I am ready to order mRNA sequencing on case and control rats for an experiment I am conducting measuring transcription levels of genes in rats. I'd like to identify differentially expressed (DE) transcripts and correlate mRNA transcript expression level with micro-RNA expression levels obtained in a previous experiment. I need to be able to detect differences in expression of about ~1.5x reliably from brain tissue (amygdala, etc.) I also need to be able to detect splice variants, which I think means I need longer reads and possibly paired end reads.
Like many researchers, I am limited by cost. In my preliminary studies, I think I have identified three key variables that I think will increase cost efficacy (and therefore statistical power) of my study, they are:
- I can increase sample size at the cost of trading-off read depth
- I can increase read length to get better mapping, but it will cost more
- I can opt for paired end reads (PE), which will cost more than SE but will map better and might help more with detecting splice variants.
Reading through the literature, I think what I have figured out is that it makes a lot more sense to do a higher number of cases and controls at lower depth for 1).
However, for 2) and 3), I cannot assess the degree of the trade off between single vs paired end read, or optimal read length that gives me combination of (mean mapping efficiency)(cost efficiency per read) = highest total mapped* reads per unit price. A complicating factor I don't understand well is how good the quality of the rat reference genome is, and how that will influence my mapping efficiency with respect to optimizing read length and SE vs PE.
Summary - If in the end I am interested in Differential Expression analysis primarily, but also want to be able to learn about splice variants, then what is the best combination of read depth, read length, and single vs paired ends? Therefore, ultimately my goal is to optimize statistical power to detect association of DE genes - what is the optimal experimental design?
I recognize there may be no "right" answer to this, but answers from your experience would be helpful to me. Thank you very much in advance.
If cost is the main driver here, I would avoid doing the splice variant analysis. Splice variant calling with Illumina data is very hit and miss and is hugely dependent on the reference having the splice isoforms in the first place. You will need significantly more reads to do splice variant analysis as each splicing event requires enough reads to be able to be counted as opposed to each gene needing enough reads. There are an order of magnitude more splice junctions in rat than there are genes. Hence more data required.

Set of tasks:
[a] Transcribe the passage of the RNA-seq design thread between "Like many researchers, I" and "depth for 1).", inclusive.
[b] In the RNA-seq design thread, how does the reply compare the number of splice junctions in rat with the number of genes?
[c] Write the next part of the RNA-seq design thread, picking up after its last sentence.
The lines after this point come from a different source than the thread.

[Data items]
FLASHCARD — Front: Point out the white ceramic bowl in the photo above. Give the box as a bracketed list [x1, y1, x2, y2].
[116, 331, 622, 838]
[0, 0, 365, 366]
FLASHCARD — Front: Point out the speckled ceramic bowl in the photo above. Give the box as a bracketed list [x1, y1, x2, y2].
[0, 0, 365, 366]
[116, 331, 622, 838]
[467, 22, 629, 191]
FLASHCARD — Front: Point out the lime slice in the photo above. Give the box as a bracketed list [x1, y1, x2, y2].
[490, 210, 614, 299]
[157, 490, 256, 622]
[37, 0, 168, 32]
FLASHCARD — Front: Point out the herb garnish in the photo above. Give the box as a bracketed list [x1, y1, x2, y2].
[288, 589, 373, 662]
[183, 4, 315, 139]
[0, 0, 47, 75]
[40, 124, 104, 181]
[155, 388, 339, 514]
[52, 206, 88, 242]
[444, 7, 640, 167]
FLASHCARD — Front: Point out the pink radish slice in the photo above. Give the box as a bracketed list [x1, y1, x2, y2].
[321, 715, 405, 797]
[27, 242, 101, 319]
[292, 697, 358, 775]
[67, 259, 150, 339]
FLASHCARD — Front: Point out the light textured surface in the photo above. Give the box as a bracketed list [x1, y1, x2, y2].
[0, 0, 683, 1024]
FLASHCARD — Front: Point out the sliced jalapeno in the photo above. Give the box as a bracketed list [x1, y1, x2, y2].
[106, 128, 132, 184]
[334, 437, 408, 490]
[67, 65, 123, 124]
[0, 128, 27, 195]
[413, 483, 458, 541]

Outputs for the tasks:
[a]
Like many researchers, I am limited by cost. In my preliminary studies, I think I have identified three key variables that I think will increase cost efficacy (and therefore statistical power) of my study, they are:
- I can increase sample size at the cost of trading-off read depth
- I can increase read length to get better mapping, but it will cost more
- I can opt for paired end reads (PE), which will cost more than SE but will map better and might help more with detecting splice variants.
Reading through the literature, I think what I have figured out is that it makes a lot more sense to do a higher number of cases and controls at lower depth for 1).

[b] Rat has an order of magnitude more splice junctions than genes.

[c]
75pb or 100bp PE is the current sweet spot for RNA-seq DGE. Note it must be stranded. We usually do 5 or 6 reps per condition which gives very robust data for analysis.
Also, I'd recommend against ribodepletion protocols as you'll have lots pre-mRNAs in the sample which may muddy the gene counts.
Thanks for your sharing your experience with splice variant analysis. I have 0 experience with splice variant work and actually have no intention of doing those analyses myself. Right now the discussion revolved around do we want to spend a little extra money on longer PE sequencing on the chance that someone in our lab in the future could use this data set to ask those types of questions. I'm honestly still undecided on this front, the difference between 50PE and 100PE for my experiment is ~$1000. We may end up going for the 100PE just so we do not regret not having done it.
I also agree with you on not using ribodepletion protocols. My samples are of high quality so we are going to do poly(A) selection.
Thank you for sending the Liu paper, it is pushing me more towards prioritizing sample size over read depth. I've already shared it with several of my other colleagues as I think it will help them better design their own RNA-seq experiments.
The Rat BodyMap is another very interesting paper. It will help me a lot with my own research and and plans for data analysis. I believe the rat genome is sufficiently well annotated for the type of DE analyses I plan on doing. For example, in the BodyMap paper they report that they were able to uniquely map 88.5% of their reads using 50SE.